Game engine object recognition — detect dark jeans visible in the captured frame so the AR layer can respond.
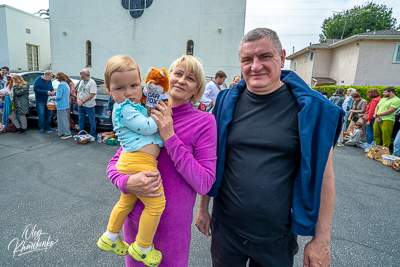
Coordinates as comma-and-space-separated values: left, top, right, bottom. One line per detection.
36, 103, 53, 130
78, 106, 96, 137
211, 217, 298, 267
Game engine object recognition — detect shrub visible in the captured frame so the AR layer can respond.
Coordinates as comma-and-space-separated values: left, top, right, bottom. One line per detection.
313, 85, 400, 101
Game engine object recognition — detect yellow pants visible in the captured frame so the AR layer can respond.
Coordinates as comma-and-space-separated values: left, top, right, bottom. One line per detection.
107, 151, 165, 248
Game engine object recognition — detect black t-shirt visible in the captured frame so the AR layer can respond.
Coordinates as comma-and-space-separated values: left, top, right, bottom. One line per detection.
213, 84, 301, 242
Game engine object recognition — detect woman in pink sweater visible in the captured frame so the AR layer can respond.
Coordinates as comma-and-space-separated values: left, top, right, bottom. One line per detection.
107, 55, 217, 266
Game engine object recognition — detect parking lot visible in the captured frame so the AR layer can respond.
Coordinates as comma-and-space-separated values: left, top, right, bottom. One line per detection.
0, 126, 399, 266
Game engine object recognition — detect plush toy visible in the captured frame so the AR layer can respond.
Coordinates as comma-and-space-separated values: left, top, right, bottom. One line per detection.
141, 67, 169, 116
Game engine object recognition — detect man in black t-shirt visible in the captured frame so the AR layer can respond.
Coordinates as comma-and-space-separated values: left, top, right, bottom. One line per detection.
195, 28, 339, 267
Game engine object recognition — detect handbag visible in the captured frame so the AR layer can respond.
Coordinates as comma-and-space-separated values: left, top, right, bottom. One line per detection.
5, 117, 17, 132
352, 115, 359, 122
362, 113, 368, 120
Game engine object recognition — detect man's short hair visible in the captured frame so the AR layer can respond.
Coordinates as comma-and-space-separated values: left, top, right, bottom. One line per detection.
81, 69, 90, 76
383, 86, 395, 94
1, 66, 9, 71
239, 28, 282, 55
233, 75, 241, 82
215, 70, 227, 80
44, 70, 53, 76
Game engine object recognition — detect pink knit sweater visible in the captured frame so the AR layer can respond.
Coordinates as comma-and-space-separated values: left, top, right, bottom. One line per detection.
107, 102, 217, 266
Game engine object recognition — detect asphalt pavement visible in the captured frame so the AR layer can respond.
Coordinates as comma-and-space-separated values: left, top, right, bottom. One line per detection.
0, 125, 399, 267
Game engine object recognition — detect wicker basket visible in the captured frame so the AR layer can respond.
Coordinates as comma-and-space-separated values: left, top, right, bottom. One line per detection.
381, 155, 395, 167
47, 104, 56, 111
76, 130, 89, 144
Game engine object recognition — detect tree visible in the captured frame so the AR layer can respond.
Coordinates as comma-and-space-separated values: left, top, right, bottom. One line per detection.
35, 8, 49, 19
321, 2, 397, 40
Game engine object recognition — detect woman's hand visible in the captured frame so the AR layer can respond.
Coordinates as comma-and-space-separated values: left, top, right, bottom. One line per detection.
195, 210, 211, 237
367, 121, 371, 126
151, 101, 174, 142
126, 170, 163, 198
348, 117, 351, 121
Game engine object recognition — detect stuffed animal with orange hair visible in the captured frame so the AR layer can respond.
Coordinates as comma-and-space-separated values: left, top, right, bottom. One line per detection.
141, 67, 169, 116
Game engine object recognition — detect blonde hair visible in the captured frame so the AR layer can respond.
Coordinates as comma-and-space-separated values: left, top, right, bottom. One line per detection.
104, 55, 142, 95
12, 75, 27, 89
169, 55, 205, 105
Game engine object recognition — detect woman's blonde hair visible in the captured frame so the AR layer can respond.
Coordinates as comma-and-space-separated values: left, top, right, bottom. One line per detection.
55, 72, 68, 83
12, 75, 27, 89
104, 55, 142, 95
169, 55, 206, 105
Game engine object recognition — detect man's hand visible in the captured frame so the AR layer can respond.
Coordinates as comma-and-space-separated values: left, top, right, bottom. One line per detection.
210, 101, 215, 107
195, 210, 211, 237
107, 110, 111, 116
78, 100, 83, 106
47, 91, 53, 96
303, 237, 331, 267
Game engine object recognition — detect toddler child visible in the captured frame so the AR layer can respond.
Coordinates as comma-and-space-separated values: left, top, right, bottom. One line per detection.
97, 55, 165, 267
345, 121, 363, 146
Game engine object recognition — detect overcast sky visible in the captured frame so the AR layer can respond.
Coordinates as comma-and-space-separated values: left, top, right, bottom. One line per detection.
2, 0, 400, 69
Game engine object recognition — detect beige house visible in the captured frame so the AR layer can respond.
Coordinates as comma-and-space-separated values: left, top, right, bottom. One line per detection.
286, 29, 400, 87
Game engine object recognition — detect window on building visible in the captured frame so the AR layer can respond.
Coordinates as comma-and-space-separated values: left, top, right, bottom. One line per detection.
26, 44, 39, 71
186, 40, 194, 55
121, 0, 153, 19
310, 52, 314, 61
86, 41, 92, 67
26, 28, 31, 34
393, 43, 400, 63
294, 60, 297, 71
304, 54, 308, 63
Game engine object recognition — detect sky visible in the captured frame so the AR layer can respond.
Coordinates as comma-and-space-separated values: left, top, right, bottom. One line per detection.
2, 0, 400, 69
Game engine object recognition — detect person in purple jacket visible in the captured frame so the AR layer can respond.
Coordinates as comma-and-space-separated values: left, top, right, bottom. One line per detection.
106, 55, 217, 267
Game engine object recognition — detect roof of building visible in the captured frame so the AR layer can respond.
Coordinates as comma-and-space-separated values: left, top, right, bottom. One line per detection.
286, 29, 400, 60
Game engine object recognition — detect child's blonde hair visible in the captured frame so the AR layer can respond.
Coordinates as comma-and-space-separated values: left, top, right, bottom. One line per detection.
169, 55, 206, 104
104, 55, 142, 95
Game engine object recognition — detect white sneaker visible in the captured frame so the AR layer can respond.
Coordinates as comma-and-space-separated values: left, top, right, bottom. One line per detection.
61, 135, 72, 139
90, 137, 95, 142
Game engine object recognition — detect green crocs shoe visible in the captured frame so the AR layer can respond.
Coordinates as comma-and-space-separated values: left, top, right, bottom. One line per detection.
97, 233, 129, 256
128, 241, 162, 267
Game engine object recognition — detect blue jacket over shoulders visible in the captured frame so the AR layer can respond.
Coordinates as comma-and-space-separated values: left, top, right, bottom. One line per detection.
209, 70, 345, 236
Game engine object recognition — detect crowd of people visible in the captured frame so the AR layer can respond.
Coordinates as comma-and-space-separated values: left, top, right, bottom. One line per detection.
0, 67, 98, 141
325, 86, 400, 157
2, 26, 398, 267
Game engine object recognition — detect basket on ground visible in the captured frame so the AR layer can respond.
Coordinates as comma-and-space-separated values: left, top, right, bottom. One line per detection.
74, 130, 92, 144
381, 155, 396, 167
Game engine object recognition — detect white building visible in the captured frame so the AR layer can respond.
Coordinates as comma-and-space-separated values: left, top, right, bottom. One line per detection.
49, 0, 246, 82
0, 5, 51, 71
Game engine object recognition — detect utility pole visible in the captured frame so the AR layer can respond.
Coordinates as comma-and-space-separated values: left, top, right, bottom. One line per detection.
333, 11, 347, 39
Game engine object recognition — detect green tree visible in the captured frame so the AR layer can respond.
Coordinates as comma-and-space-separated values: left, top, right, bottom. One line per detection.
35, 8, 49, 19
321, 2, 397, 40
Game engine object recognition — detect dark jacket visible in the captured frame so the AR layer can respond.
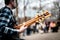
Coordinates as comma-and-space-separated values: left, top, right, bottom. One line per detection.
0, 6, 19, 40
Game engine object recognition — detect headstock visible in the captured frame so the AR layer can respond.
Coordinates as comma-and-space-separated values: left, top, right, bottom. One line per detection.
35, 11, 51, 22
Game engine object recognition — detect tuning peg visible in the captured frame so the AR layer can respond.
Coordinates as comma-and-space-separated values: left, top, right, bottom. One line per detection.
35, 13, 40, 18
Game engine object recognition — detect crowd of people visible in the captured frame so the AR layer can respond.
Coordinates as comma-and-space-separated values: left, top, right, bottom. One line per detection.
25, 21, 60, 36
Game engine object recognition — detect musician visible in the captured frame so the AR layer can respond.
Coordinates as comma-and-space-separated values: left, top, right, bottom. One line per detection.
0, 0, 27, 40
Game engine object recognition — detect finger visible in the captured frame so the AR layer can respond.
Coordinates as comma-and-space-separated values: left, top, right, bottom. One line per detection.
19, 27, 27, 32
23, 22, 26, 27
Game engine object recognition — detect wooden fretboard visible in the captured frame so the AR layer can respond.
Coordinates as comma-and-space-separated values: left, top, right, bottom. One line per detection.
14, 11, 51, 29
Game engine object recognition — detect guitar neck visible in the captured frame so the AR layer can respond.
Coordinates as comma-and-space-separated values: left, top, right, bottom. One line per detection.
15, 17, 40, 29
14, 11, 51, 29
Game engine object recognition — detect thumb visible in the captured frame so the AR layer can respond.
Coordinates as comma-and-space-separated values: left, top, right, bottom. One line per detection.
19, 26, 27, 32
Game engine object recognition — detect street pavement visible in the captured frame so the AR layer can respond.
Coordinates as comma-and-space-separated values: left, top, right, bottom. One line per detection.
23, 30, 60, 40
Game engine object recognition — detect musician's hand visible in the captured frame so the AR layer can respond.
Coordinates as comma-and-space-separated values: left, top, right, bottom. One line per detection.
17, 23, 27, 33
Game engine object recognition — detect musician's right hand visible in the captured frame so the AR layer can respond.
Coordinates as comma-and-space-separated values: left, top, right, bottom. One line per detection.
16, 23, 27, 33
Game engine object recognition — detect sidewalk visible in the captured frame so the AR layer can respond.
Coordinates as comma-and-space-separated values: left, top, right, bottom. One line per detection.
23, 29, 60, 40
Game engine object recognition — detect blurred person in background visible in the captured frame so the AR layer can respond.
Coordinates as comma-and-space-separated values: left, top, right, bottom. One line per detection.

▶ **Your task**: In the records above, find every line containing the word "child" and show it.

▶ **Finished task**:
Game engine object recognition — detect toddler child visible in the captured frame so the AR layer can respond.
Game engine object recognition — detect child's blonde hair visible in the captured frame so the AR layer can respond.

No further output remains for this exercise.